Task details: Copy out all of the material exactly.

Material for this exercise:

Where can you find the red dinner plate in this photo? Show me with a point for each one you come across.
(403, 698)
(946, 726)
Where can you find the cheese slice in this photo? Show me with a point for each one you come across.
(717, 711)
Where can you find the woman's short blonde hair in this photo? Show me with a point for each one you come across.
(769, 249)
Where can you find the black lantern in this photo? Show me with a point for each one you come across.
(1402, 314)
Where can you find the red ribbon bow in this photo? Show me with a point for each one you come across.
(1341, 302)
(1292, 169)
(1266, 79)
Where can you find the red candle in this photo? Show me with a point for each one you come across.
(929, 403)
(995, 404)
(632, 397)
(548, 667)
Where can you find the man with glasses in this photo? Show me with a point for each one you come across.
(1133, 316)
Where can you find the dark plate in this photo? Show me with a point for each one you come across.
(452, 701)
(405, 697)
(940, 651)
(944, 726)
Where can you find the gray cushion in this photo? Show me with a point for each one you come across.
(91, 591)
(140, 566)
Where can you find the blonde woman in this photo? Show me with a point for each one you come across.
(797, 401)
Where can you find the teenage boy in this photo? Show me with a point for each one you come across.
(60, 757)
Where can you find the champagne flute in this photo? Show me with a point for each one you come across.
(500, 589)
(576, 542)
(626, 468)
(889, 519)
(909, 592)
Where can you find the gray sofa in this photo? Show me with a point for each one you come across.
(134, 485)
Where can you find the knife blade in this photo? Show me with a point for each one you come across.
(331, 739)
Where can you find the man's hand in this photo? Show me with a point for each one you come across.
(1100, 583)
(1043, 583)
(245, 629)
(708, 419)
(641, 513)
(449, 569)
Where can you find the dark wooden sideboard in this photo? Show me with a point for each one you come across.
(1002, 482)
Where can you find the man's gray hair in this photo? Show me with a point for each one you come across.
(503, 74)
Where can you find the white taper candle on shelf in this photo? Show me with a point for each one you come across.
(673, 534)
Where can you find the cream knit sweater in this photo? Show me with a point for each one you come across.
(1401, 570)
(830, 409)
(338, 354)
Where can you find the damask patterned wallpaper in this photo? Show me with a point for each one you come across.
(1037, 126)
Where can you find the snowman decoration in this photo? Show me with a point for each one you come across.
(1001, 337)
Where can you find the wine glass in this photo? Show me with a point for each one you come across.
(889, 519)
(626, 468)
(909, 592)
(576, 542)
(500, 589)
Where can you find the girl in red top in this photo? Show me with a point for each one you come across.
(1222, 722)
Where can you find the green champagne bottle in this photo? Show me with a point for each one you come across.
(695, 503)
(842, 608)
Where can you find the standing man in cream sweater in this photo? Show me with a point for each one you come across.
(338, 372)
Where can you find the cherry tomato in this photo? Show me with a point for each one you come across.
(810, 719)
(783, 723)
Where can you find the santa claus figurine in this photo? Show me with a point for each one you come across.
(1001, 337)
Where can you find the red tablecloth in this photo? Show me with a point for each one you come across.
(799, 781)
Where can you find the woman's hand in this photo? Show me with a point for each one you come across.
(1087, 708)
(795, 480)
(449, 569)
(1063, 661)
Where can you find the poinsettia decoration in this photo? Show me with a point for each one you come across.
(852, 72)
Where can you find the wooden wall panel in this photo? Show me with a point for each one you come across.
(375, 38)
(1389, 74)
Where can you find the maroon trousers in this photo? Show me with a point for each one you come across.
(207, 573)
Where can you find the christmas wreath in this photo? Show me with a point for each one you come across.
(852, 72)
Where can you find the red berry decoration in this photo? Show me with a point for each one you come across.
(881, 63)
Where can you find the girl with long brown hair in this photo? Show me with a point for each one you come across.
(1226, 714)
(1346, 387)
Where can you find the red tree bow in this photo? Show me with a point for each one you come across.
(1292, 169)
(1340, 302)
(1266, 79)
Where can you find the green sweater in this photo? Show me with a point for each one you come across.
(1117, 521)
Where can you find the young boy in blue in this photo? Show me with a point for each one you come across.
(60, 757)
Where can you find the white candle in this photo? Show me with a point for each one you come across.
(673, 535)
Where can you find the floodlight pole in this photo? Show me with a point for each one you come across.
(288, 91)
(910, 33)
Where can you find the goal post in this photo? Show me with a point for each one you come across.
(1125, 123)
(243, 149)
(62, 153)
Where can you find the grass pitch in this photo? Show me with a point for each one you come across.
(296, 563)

The solution:
Where can you find the red dinner plate in this photo? Show me with a point for each one you come across.
(403, 698)
(946, 726)
Where can you find the cheese slice in this photo? Show me with a point for each one you come across.
(717, 711)
Where can you find the woman's short blonde hair in this photo? Show me with a point for each one you come across.
(769, 249)
Where can you find the black lantern in this photo? Show me with a point for each one you come across.
(1402, 314)
Where can you find the red ribbon bow in this photo? Show me with a point for each one you come across.
(1341, 302)
(1292, 169)
(1266, 79)
Where can you find the red candle in this photo? Show me with a point for each one you come across.
(929, 403)
(995, 404)
(632, 397)
(548, 667)
Where can you find the man with glasses in this photo? Show me with a point for each one you come across.
(1133, 316)
Where can you find the dark plate in this photo? Show me with a point for each one you come across.
(452, 701)
(405, 697)
(940, 651)
(944, 726)
Where can you find the gray cushion in this photo? Show me with a point for each one you come across.
(91, 591)
(140, 566)
Where can you find the blonde woman in this photo? Show me with a point for each one you come across.
(797, 401)
Where can you find the teenage boy in this photo? Show me with a point for each one you come across.
(60, 757)
Where can you find the champagne flute in this photo? Show me with a point for each one you come across.
(500, 589)
(576, 542)
(626, 468)
(889, 519)
(909, 592)
Where can you find the gray sofa in this photo? Show me with a point for each one you come across.
(134, 485)
Where can you find the knife blade in this photo? Show me with a point for each one you come across.
(331, 739)
Where can you find the man's hand in this photo? Show me with a point for each one you come across.
(1100, 583)
(1043, 583)
(245, 629)
(708, 419)
(641, 513)
(449, 569)
Where can you find the dark wooden sideboard in this photo? Show me with a point for each one you come across.
(1002, 482)
Where can you find the man's gray hair in this photo? Show me with a point for each one you come across.
(503, 74)
Where can you find the white taper candle on shelf in this photo? Show me with a point for each one you come across.
(673, 534)
Where can you find the cream knit sweater in this photo? Show me with a point for each one you come across.
(1401, 570)
(830, 409)
(338, 354)
Where can you find the damask patterned wallpaper in this photo? Show me with a point for each one you come across.
(1037, 126)
Where can you find the snowman decoration in this photo? Show me with a point for each one you come across.
(1001, 337)
Where can you find the wine glass in this photo? Show me with a point for each one you come across.
(889, 519)
(626, 468)
(909, 592)
(576, 542)
(500, 589)
Where can you find the girl in red top in this photo? Show me with a point for each one you come across.
(1222, 722)
Where can you find the green champagne bottle in this photo? Show me with a point for each one you come across.
(695, 503)
(842, 608)
Where can you find the standing man in cream sweater in this photo? Show me with a point for each one you come across.
(338, 372)
Where can you find the cherry tomato in this photo? Show me with a point for each one you come across.
(810, 719)
(783, 723)
Where can you find the santa claus figurine in this photo? Show me with a point for each one you come across.
(1001, 337)
Where can you find the red tablecloth in this photo? Show me with a point for each one you come across.
(799, 781)
Where can you find the woman's hand in this photo? Show me with a point for each one you come across.
(1087, 708)
(795, 480)
(449, 569)
(1063, 661)
Where can you find the poinsettia decoration in this photo? Show me with a point for each one you come across.
(852, 72)
Where can you find the wooden wall panel in this photo? Show me with a point for each one you come across.
(375, 38)
(1389, 74)
Where can you find the maroon trousers in this photo? Show me with a point for each one you come across.
(207, 573)
Where can you find the christmas wreath in this photo? Show me with a point for each one you come across.
(852, 72)
Where can you find the red berry decoration in this photo? Show me with a point for each one you come across.
(881, 63)
Where can you find the girl with long brown hair in this photo? Show me with a point for each one you come across.
(1226, 714)
(1346, 387)
Where can you find the red tree bow in this photo? Show me with a point for each one you come across.
(1292, 169)
(1340, 302)
(1266, 79)
Where can you find the green sweater in this photo? Show me with a point for each one you come across.
(1117, 521)
Where can you find the young boy in blue in this photo? Show me with a point for each one you come across.
(60, 757)
Where can you find the white candle in this photo? Show me with a point for each one you come across.
(673, 535)
Where can you find the floodlight pole in this photo? Show me with a point for each one you come across.
(288, 91)
(910, 33)
Where can you find the goal post in this photo? Show me with a point for each one you come across.
(1125, 123)
(243, 149)
(62, 153)
Where can you find the grass pitch in this photo? Show me with a point for each one you come across.
(296, 563)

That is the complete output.